━━━━━ Data provided ━━━━━

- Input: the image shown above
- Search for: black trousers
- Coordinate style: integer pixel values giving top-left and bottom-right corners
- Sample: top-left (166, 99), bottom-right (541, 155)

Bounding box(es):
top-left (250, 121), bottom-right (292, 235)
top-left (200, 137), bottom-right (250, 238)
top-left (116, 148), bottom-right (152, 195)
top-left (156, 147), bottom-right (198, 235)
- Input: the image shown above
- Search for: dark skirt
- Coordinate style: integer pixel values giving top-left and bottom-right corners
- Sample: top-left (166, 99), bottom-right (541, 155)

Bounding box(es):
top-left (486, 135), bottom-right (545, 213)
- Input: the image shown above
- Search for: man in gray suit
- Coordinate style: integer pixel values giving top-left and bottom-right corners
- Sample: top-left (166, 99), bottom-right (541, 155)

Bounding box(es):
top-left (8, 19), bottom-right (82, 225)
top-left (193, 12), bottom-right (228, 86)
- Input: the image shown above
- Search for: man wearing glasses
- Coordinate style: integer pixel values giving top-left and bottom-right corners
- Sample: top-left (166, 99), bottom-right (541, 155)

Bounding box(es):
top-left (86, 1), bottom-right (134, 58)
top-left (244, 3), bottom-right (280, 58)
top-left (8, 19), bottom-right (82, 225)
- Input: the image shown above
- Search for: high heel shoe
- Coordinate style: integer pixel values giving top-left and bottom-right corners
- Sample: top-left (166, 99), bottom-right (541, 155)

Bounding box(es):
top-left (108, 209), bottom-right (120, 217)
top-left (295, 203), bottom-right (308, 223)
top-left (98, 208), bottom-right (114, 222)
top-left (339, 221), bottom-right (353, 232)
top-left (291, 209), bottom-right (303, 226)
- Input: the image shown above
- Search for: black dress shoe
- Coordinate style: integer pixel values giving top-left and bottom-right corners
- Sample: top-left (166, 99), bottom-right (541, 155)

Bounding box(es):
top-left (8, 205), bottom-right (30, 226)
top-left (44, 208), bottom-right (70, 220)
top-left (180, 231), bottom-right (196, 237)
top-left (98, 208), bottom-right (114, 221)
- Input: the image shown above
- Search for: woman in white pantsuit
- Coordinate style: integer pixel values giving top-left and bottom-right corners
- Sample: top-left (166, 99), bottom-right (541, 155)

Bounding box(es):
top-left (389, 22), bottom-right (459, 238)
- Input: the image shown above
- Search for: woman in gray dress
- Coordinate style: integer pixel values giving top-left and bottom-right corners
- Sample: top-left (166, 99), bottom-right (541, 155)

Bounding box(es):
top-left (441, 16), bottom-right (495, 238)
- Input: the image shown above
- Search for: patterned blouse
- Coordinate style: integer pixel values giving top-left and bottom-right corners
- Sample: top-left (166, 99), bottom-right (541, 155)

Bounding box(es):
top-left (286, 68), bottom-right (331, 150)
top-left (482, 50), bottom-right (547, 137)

━━━━━
━━━━━ Data provided ━━━━━

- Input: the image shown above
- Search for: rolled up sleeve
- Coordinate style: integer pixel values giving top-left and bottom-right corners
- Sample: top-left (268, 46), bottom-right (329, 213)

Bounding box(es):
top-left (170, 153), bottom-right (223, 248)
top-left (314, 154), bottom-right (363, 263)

━━━━━
━━━━━ Data provided ━━━━━

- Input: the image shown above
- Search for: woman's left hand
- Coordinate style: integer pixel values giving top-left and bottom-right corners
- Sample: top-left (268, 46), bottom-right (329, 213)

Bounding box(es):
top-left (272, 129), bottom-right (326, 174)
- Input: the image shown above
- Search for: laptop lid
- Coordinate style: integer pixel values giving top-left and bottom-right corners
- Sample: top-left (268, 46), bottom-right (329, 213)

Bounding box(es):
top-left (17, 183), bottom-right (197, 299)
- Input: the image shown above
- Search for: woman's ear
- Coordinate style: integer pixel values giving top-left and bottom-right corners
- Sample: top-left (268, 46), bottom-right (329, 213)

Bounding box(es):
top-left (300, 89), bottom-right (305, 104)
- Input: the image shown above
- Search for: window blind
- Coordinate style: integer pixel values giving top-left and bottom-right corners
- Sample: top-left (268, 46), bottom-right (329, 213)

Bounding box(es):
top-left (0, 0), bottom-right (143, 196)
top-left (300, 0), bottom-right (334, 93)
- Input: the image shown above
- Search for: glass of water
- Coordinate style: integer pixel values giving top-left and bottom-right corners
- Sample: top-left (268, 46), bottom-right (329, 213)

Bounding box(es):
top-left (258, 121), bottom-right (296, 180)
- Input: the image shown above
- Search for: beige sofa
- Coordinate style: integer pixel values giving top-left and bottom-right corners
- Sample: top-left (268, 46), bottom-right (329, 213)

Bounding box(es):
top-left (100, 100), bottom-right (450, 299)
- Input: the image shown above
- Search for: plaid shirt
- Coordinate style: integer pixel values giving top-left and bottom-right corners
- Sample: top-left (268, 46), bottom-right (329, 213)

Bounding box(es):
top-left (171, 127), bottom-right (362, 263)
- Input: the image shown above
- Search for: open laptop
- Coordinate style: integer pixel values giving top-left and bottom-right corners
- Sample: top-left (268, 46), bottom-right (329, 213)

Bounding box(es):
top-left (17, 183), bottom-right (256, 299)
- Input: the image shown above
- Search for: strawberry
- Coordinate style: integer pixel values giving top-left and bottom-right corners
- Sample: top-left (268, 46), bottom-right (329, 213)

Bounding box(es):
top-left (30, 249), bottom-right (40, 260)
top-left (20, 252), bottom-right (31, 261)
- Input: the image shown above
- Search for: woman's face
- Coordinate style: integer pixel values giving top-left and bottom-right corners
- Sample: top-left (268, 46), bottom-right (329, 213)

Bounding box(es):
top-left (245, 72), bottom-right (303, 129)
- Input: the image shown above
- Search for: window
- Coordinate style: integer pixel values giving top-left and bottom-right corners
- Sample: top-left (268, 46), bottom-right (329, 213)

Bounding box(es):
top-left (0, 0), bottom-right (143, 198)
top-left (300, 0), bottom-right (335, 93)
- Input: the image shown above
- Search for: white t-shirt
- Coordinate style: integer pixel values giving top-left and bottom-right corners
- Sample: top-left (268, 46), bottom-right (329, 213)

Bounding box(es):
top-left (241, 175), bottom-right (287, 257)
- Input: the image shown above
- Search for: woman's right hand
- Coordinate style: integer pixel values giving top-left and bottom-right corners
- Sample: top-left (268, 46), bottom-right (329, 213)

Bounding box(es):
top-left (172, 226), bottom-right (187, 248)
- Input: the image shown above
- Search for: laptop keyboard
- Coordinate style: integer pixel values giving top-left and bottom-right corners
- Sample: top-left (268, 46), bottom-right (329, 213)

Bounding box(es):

━━━━━

Collect every line of the items that contains the word "hand". Case counts.

Result of the task:
- Search for: woman's left hand
- Search for: woman's right hand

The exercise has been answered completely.